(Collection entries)

***

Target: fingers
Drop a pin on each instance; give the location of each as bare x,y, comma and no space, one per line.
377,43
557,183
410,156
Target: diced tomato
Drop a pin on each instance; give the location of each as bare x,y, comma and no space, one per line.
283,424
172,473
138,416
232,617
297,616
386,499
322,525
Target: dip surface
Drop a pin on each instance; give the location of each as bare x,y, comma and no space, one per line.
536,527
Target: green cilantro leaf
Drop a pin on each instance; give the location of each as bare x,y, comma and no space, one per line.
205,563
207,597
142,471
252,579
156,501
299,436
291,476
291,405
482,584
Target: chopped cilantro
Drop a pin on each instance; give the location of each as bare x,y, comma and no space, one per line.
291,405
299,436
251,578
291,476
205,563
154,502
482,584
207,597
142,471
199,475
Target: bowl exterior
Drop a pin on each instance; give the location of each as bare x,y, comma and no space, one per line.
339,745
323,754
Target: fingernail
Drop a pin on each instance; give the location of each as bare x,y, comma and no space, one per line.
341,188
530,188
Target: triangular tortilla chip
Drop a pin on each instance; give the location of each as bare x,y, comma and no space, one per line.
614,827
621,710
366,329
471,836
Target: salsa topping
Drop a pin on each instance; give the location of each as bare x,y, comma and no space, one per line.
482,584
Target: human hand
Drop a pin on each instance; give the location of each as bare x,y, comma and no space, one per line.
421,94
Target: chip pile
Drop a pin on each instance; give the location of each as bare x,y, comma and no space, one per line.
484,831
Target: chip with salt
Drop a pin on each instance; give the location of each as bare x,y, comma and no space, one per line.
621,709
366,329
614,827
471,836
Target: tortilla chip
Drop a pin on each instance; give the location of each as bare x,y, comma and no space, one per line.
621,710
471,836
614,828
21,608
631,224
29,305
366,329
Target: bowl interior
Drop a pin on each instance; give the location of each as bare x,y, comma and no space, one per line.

***

Task description:
Above are the records; reproduce all of them exactly.

Written response:
Target: fingers
Drop a pin on each instance; give the location of each as bare x,y, comma and no space, one per line.
377,43
557,183
410,156
Target: diced tomato
Drop a pin on each instance; give the location of each as bare x,y, comma and no space, one per line.
283,424
172,473
138,416
232,617
297,616
386,499
322,525
Target: dip surface
Drop a pin on each instance; give the location of each as bare x,y, comma and no space, one per line.
536,527
Target: green cilantro leaf
Drop a pin on each instance; give the location of each as bare x,y, comma and no space, one per line.
205,563
207,597
142,471
252,579
156,501
299,436
291,476
291,405
482,584
Target: chopped cilantro
Drop a pin on each instance; give the location of each as bare x,y, comma and no space, one per line.
291,405
299,436
251,578
291,476
205,563
154,502
482,584
207,597
142,471
199,475
Target: bowl exterior
Drop a pin on each instance; give the location of each as bare x,y, comma and no space, one per line.
339,745
323,754
Target: fingernail
Drop a pin on each instance; give the location of each as bare x,y, comma and no space, one per line.
341,188
530,188
Target: triangular tortilla chip
Drop a pin on each instance; give the location of each as bare x,y, comma and no space, one per line.
614,827
621,710
366,329
471,836
Target: salsa topping
Drop a pin on each instance; give the location of each as bare x,y, comma and no space, one per line.
482,584
Target: human hand
Drop a pin on each instance; give the location of each as bare x,y, comma and no space, one per line.
421,94
Target: chip pile
Drop a pin on each instance; give the location of each as bare x,y, comma and no space, one per line.
484,831
Target: chip with salt
Drop a pin on each instance; give the location of each as bare x,y, comma and no space, one per line.
621,709
366,329
614,827
471,836
Target: tortilla chip
Drop a pin on each instance; give the location of each as bare x,y, comma and no space, one per line.
621,710
471,836
614,828
21,608
631,224
29,305
366,329
Target: bowl interior
Drop a pin on each instance; give the location of each as bare x,y, comma and no space, one per line.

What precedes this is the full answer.